Saturday, October 29, 2005

Dreadlit

A friend has pointed me to this article by Moira Redmond on "dreadlit". It makes many of the points I've been making, but I have one serious quibble:

"How to account for the neo-gothic shift of so much children's literature? The most obvious explanation is that the world is simply a grimmer place now than it was when Harriet [the spy] was published."

Really? In 1964 poverty was endemic, children left school anything between the ages of 15 and 17, it was ok to hit your kid, wife battering was considered a family affair, child sexual abuse was considered the child's fault, and a young middle class woman couldn't earn enough to support herself independently and if she was raped it was because she was out of bounds and therefore brought it upon herself.

Gosh. The past was *so* much safer wasn't it?

Friday, October 28, 2005

Pink Polka Dotted Jumping Frogs! Nnedi Okorafor-Mbachu, Zahrah the Windseeker (Boston: Houghton Mifflin, 2005).

Zahrah the Windseeker is probably aimed at 12-13 yr olds. It's a bit chicklet-lit for my tastes (lots of stuff about looks and mirrors, a diary format, and written in the first person almost as a "problem" book) but it is very interesting.

Zahrah has dadalocks, heavily dreaded hair in which green vines grow. The rest of her people, whether they come from the North, the South or the West, grow Afros. Zahrah is teased and a little bit isolated, but she has one friend, Dari, a boy fascinated by the Greeny Forbidden Jungle which lies beyond the town. He has been reading an electronic book all about the Jungle, and written by a group of explorers, many of whom died getting the information, but the book is largely ignored by a society that prefers to believe the jungle barely exists.

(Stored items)

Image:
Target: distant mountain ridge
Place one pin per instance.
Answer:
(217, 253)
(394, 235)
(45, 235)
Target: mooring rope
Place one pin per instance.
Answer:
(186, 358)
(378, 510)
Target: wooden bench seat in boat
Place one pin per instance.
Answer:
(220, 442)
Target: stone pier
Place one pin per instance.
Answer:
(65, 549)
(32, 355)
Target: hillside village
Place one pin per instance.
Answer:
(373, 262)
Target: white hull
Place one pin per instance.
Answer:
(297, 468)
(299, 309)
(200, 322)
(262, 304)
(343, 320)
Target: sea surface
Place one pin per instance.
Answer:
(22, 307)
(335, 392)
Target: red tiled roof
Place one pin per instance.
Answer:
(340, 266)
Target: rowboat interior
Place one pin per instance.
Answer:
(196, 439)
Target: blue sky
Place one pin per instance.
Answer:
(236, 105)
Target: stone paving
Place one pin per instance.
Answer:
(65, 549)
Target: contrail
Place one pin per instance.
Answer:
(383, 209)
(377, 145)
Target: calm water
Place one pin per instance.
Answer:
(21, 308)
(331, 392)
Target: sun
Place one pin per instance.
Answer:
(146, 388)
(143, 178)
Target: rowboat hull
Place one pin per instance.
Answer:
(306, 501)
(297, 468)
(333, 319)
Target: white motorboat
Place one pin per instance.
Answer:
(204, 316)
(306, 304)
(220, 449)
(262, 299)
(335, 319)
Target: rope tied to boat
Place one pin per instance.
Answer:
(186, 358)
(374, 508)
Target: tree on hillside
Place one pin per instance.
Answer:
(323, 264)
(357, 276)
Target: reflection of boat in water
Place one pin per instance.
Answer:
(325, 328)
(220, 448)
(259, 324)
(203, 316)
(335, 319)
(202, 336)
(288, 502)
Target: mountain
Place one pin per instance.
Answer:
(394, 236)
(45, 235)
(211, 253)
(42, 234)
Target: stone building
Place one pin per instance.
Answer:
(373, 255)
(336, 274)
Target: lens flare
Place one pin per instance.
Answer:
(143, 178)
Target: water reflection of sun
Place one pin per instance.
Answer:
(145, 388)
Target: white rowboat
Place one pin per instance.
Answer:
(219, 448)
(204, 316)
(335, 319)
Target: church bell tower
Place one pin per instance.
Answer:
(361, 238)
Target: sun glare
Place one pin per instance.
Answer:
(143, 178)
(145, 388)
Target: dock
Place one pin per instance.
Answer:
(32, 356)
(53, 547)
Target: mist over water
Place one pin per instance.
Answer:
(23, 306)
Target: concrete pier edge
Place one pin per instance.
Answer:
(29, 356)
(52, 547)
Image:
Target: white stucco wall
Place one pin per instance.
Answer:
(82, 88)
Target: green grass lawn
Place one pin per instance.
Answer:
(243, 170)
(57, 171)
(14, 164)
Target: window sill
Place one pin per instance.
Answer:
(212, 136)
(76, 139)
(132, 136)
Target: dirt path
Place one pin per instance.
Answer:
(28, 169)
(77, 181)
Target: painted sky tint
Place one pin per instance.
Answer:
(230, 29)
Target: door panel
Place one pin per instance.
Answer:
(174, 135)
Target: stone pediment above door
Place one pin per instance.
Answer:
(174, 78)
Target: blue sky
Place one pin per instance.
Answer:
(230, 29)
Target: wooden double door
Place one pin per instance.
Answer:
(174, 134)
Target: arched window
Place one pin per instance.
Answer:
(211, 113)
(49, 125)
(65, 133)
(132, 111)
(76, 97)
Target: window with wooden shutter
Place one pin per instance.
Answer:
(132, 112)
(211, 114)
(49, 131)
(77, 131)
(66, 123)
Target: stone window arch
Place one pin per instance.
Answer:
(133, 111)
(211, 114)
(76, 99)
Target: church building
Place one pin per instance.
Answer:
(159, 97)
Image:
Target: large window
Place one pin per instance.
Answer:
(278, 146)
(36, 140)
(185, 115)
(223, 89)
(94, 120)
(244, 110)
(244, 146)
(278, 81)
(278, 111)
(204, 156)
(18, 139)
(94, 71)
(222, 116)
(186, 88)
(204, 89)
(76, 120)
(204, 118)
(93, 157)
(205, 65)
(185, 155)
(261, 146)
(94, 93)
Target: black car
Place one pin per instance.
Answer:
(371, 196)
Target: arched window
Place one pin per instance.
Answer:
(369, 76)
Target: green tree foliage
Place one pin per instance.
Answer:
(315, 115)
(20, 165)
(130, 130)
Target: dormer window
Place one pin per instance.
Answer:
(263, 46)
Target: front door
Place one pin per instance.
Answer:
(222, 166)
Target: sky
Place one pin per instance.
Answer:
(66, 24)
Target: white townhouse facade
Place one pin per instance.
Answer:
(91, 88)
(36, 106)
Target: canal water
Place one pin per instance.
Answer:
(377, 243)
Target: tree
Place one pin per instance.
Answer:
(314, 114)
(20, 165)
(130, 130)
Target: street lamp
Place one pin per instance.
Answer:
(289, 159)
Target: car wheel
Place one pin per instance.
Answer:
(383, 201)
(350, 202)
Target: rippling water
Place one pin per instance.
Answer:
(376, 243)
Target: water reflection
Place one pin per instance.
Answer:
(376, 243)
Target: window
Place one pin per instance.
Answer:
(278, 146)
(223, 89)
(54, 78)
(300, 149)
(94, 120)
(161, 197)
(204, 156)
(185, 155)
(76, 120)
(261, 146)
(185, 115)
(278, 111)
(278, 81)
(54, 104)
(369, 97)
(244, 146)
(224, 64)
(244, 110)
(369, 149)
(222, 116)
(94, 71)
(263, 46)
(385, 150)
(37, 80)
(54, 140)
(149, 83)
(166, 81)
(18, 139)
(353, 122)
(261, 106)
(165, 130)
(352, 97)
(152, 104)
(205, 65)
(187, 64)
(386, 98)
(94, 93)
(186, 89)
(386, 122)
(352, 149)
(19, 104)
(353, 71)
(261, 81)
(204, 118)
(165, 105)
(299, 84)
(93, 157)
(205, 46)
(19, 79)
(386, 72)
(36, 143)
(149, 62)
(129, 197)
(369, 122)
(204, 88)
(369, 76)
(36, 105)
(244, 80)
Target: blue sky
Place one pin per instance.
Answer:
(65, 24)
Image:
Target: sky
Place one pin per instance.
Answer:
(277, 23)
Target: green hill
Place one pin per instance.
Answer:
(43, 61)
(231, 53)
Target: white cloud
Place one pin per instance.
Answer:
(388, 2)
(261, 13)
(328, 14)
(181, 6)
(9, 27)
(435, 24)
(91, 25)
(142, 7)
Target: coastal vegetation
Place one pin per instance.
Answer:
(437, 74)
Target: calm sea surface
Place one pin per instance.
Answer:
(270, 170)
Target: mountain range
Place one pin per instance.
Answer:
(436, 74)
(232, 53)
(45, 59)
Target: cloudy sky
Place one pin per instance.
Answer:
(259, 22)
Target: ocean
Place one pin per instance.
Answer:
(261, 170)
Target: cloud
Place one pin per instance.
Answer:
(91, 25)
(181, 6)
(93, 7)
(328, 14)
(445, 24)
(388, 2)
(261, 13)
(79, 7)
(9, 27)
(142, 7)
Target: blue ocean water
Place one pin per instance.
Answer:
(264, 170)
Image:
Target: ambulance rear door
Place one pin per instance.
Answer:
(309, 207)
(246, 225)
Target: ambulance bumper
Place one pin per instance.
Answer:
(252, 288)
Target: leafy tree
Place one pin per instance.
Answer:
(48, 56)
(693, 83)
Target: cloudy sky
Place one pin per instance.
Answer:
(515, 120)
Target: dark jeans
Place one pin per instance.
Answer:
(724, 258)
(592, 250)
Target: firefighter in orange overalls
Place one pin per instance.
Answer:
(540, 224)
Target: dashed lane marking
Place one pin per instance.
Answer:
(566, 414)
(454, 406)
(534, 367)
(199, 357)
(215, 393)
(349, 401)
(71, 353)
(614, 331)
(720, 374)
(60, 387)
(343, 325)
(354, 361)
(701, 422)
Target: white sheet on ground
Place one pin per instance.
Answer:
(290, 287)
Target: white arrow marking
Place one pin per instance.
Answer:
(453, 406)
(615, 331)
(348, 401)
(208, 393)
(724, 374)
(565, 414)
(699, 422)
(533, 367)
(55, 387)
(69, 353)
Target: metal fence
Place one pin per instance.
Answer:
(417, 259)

Task 1 → In the blog entries on children's books, what grows in Zahrah's dadalocks?
Task 2 → Resume the blog entries on children's books, picking up after their final sentence.

Task result 1 → Green vines.

Task result 2 →
When Zahrah discovers she can fly, Dari takes her off to the jungle to practice, and there he is bitten by a war-snake. To save him, Zahrah goes off into the jungle to find the unfertilised egg of an elgort, the most fearsome beast in the jungle. On this journey she encounters a pink polka-dot toad who keeps asking her what she wants, and the wise gorillas who refuse the "tech" of humans and lead there own lives. I'm not a huge fan of encounter-narratives but all of this is done well and the characters Okorafor-Mbachu thinks up are interesting. The Guide to the Jungle tho is the most intensely irritating book since The Hitchhiker's Guide to the Galaxy. It's written in an intensely jovial tone which may be supposed to remind us of the faux boyishness of colonial explorers. I just wanted to smash it. But as Zahrah clearly did too, that's ok.

Lurking behind this novel is a simple question: where are we? Zahrah's people don't seem very numerous. They are surrounded by forest. They use plant-life technology (ie living light bulbs and computers that grow from seed). There is an odd reference to Alice's adventures in Wonderearth. Earth is a mythical wonderland. What I particularly like about this book is that very, very slowly, Okorafor-Mbachu takes us from a fantasy land into a science fictional world, without ever having a moment of "revelation. She also resists the idea of a stranded people "regressing" seeing instead a complex interaction of lost culture replaced with a new, creole culture as the colonists adapt. There is extraordinary vibrancy here as Okorafor-Mbachu constructs the sense of a culture which is actually changing. This is a very rare thing in "lost colony" novels.

Sunday, October 23, 2005

Footprints in the moondust: Lesley Sims, Puzzle Journey into Space (London; Usborne Puzzles Ltd, 2003).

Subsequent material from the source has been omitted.